** Entries shown **

▬▬▬▬▬▬

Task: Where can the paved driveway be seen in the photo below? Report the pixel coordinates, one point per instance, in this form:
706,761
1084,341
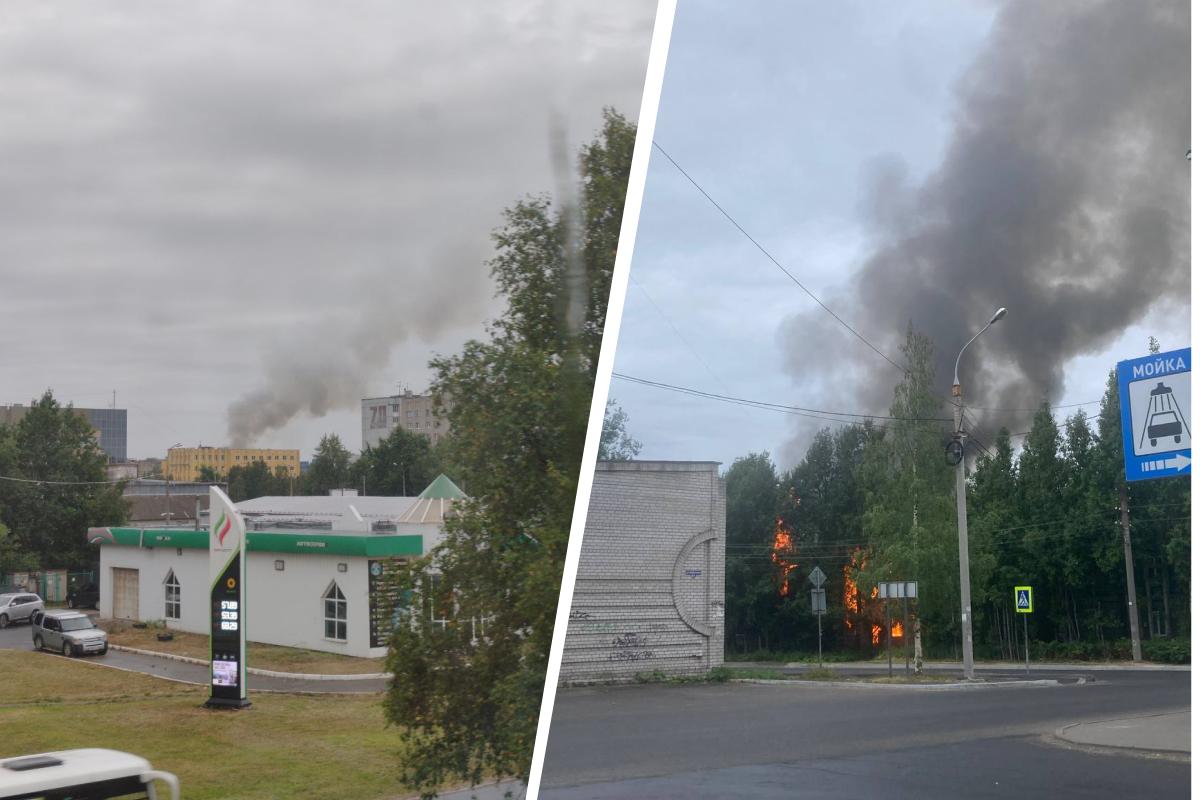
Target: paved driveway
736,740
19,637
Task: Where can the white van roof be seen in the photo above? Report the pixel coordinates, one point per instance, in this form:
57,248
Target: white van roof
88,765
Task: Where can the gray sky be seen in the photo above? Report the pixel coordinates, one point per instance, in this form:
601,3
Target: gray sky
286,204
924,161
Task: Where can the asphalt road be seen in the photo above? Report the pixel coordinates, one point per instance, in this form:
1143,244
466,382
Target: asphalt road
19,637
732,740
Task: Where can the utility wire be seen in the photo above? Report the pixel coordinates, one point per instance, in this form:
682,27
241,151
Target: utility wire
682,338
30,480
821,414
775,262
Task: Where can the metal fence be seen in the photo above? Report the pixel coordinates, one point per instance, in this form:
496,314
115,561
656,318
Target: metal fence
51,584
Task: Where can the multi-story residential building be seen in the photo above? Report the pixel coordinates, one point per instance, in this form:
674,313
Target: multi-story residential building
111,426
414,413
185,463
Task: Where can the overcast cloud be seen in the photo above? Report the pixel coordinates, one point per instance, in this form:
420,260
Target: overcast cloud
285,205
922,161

▬▬▬▬▬▬

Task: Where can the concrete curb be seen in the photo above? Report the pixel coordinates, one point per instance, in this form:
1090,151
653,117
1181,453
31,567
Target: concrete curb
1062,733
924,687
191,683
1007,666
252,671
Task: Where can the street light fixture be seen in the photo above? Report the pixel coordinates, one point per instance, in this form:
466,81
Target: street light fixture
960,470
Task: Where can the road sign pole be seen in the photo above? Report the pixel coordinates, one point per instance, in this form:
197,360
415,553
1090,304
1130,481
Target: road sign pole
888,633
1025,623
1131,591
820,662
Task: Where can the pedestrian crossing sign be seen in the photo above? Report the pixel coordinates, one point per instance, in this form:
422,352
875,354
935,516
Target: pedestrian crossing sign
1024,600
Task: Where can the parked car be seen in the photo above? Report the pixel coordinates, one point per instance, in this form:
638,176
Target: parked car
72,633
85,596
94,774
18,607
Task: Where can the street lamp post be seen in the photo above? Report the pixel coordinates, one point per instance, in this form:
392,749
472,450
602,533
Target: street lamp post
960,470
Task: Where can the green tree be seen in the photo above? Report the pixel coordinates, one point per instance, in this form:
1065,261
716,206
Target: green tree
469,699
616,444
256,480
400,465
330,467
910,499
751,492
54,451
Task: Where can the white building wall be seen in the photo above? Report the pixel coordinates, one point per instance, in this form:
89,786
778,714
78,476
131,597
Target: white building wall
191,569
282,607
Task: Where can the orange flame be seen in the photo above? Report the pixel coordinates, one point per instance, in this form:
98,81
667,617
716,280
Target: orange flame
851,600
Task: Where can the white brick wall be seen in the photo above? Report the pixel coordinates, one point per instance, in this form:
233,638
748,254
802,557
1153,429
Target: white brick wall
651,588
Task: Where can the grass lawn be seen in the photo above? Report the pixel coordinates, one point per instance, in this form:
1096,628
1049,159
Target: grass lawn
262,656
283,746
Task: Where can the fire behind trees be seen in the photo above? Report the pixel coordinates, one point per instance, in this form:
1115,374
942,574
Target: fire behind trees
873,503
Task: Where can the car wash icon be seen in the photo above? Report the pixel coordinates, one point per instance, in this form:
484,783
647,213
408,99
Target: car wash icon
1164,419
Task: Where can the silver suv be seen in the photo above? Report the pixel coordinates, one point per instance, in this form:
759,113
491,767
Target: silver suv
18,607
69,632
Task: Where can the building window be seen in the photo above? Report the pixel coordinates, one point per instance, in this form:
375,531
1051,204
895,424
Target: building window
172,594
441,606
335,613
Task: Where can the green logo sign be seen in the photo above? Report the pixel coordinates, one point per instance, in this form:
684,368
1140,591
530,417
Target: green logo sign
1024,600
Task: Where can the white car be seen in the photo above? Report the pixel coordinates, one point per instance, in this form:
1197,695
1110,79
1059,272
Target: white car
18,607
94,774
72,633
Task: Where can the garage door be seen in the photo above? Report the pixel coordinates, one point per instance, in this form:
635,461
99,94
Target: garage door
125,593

▬▬▬▬▬▬

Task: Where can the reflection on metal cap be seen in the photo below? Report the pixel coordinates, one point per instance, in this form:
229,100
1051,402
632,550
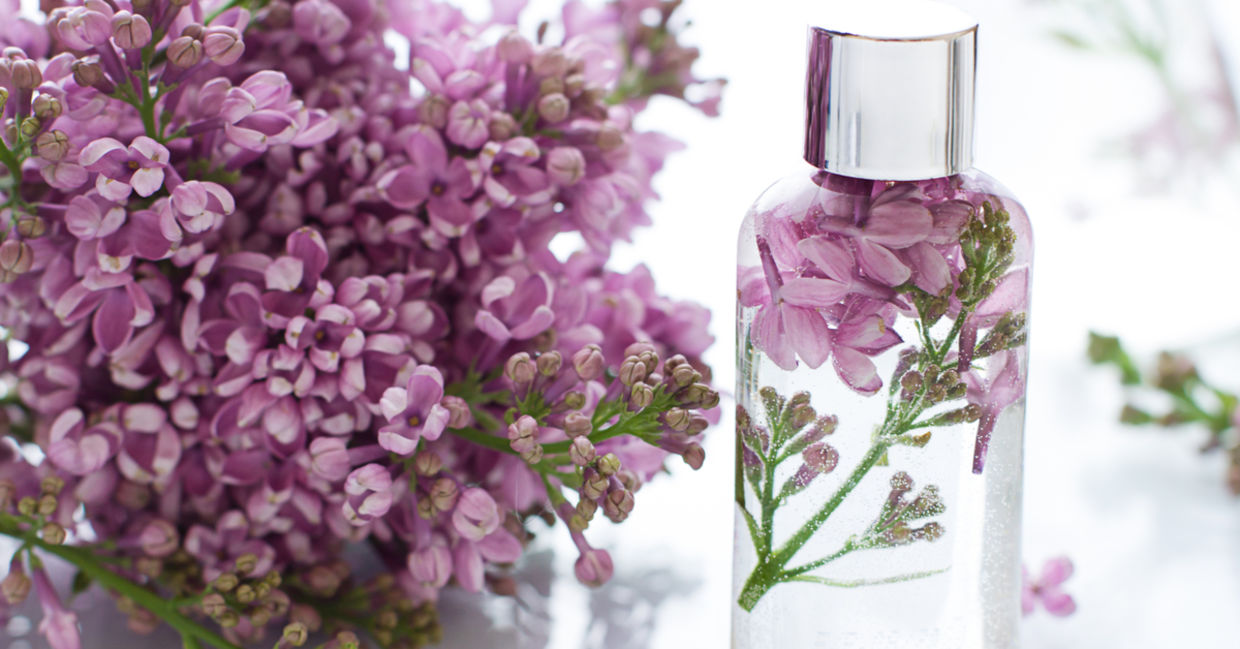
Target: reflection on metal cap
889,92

▬▬▬▬▬▬

** Task goal **
Count the lines in the items above that contain the string "icon", treating uppercase and lowercase as different. Reply with the number alone.

** The solution **
2